** DATA follows **

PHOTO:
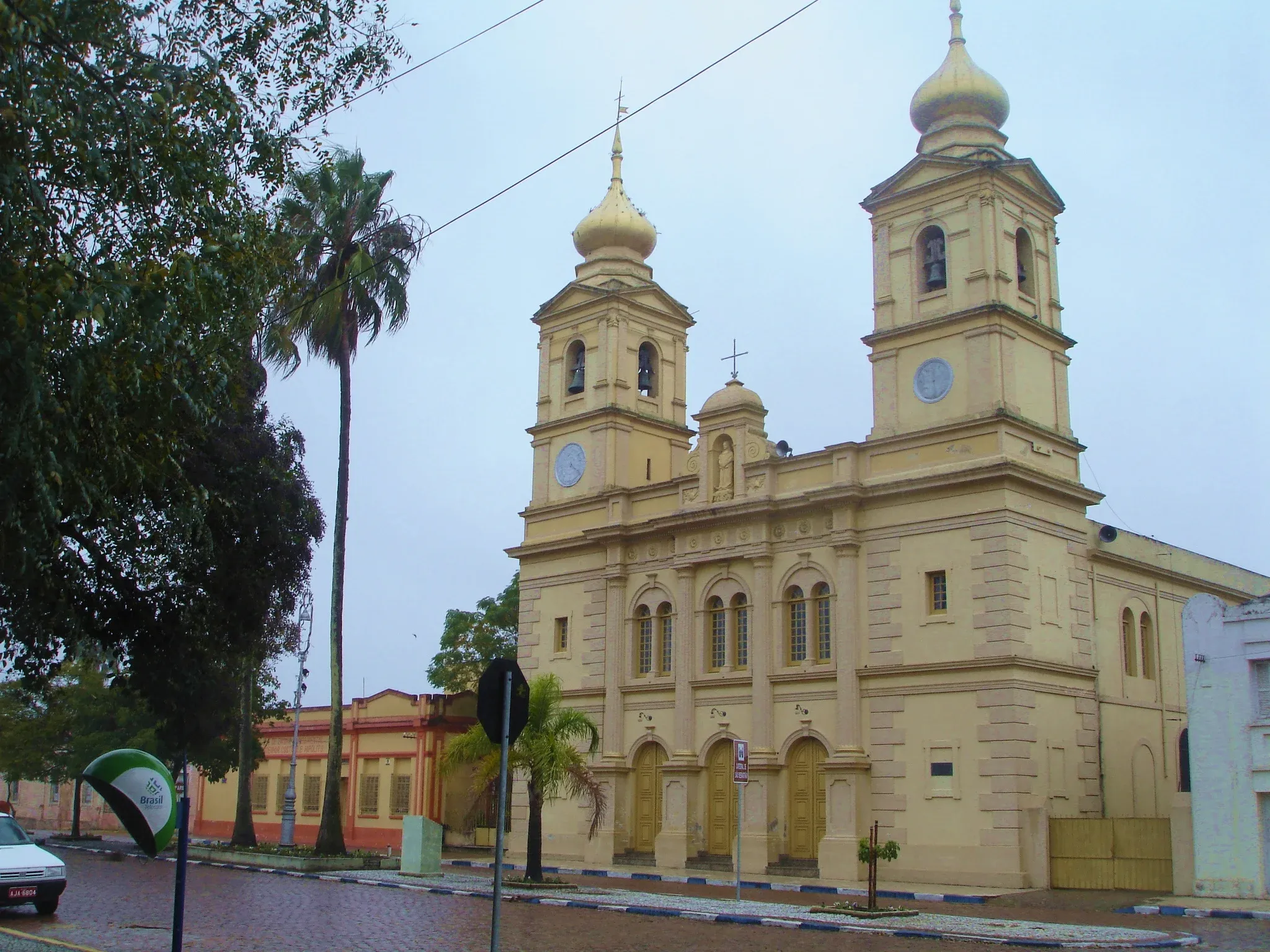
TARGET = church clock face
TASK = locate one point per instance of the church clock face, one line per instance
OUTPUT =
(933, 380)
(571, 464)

** End of DATA **
** DATA follows **

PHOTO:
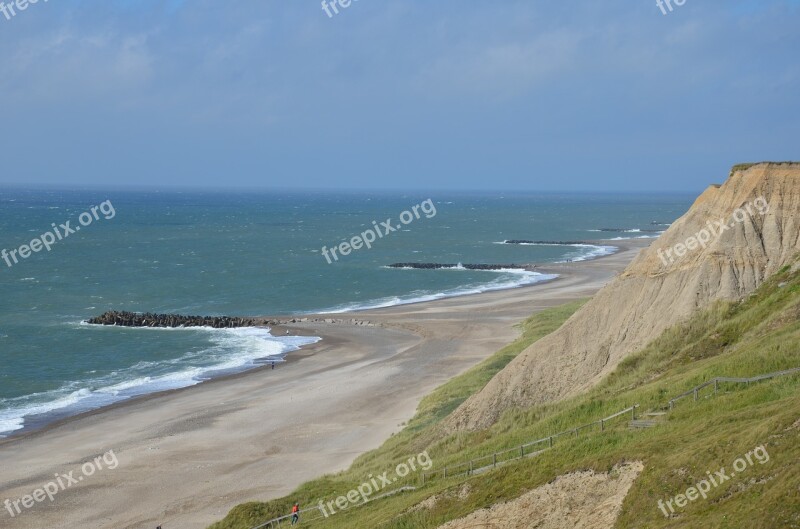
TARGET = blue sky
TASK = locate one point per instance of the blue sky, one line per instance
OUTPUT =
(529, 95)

** End of DATA **

### WORK ORDER
Wherever the word "church" appears in a line of the data above, copy that line.

### REPLY TO THE TASK
TARGET = church clock face
TASK = locate one point per instance of the church clock face, one line per instance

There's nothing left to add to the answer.